* REQUIRED TASKS *
**1)** In the Genius API excerpt, copy out everything from "Each type of" down to "space is %20)".
**2)** Decide whether each statement below agrees with the Genius API excerpt, answering yes or no and quoting the deciding words of the excerpt. (a) Accessing the API database works differently depending on the request type. (b) In the example given, the song_api_id 2236 stands for Yesterday by The Beatles. (c) For the search format, urllib2.quote is to be applied to the search term so the URL is properly formatted.

Each type of API request (Song, Artist, etc.) has its own URL format that gets fed into the API. The process of accessing the API database is independent of request type, so we just have to make sure we format the URL correctly for whatever type of request we're making at the time. Here are the formats:
  * Songs: api.genius.com/songs/[song_api_id]
    * The *song_api_id* is Genius's method of identifying songs and artists, (e.g. 2236 = Yesterday by The Beatles)
  * Artists: api.genius.com/artists/[artist_api_id]
    * To get all songs from a given artist: api.genius.com/artists/songs
  * Search: api.genius.com/search?q=[search_term]
    * Use urllib2.quote(search_term) to make sure the URL is properly formatted (e.g. a space is %20)
  


In [81]:
class _GeniusAPI(object):
    # This is a superclass that Genius() inherits from. Not sure if this makes any sense, but it
    # seemed like a good idea to have this class (more removed from user) handle the lower-level
    # interaction with the Genius API, and then Genius() has the more user-friendly search
    # functions
    """Interface with the Genius.com API
    
    Attributes:
        base_url: (str) Top-most URL to access the Genius.com API with
        
    Methods:
        _load_credentials()

* SUPPLIED DATA *
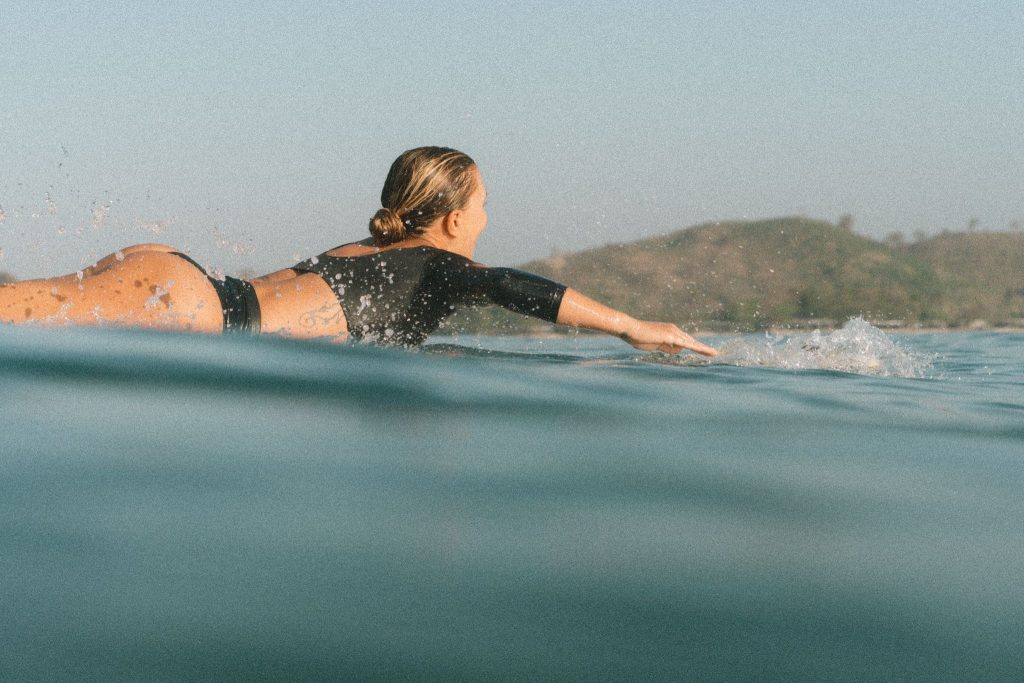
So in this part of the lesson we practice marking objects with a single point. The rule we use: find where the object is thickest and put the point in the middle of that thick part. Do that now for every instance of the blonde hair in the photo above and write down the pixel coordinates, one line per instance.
(423, 184)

* WRITTEN RESPONSES *
**1)**
Each type of API request (Song, Artist, etc.) has its own URL format that gets fed into the API. The process of accessing the API database is independent of request type, so we just have to make sure we format the URL correctly for whatever type of request we're making at the time. Here are the formats:
  * Songs: api.genius.com/songs/[song_api_id]
    * The *song_api_id* is Genius's method of identifying songs and artists, (e.g. 2236 = Yesterday by The Beatles)
  * Artists: api.genius.com/artists/[artist_api_id]
    * To get all songs from a given artist: api.genius.com/artists/songs
  * Search: api.genius.com/search?q=[search_term]
    * Use urllib2.quote(search_term) to make sure the URL is properly formatted (e.g. a space is %20)

**2)**
(a) No: "The process of accessing the API database is independent of request type"
(b) Yes: "(e.g. 2236 = Yesterday by The Beatles)"
(c) Yes: "Use urllib2.quote(search_term) to make sure the URL is properly formatted"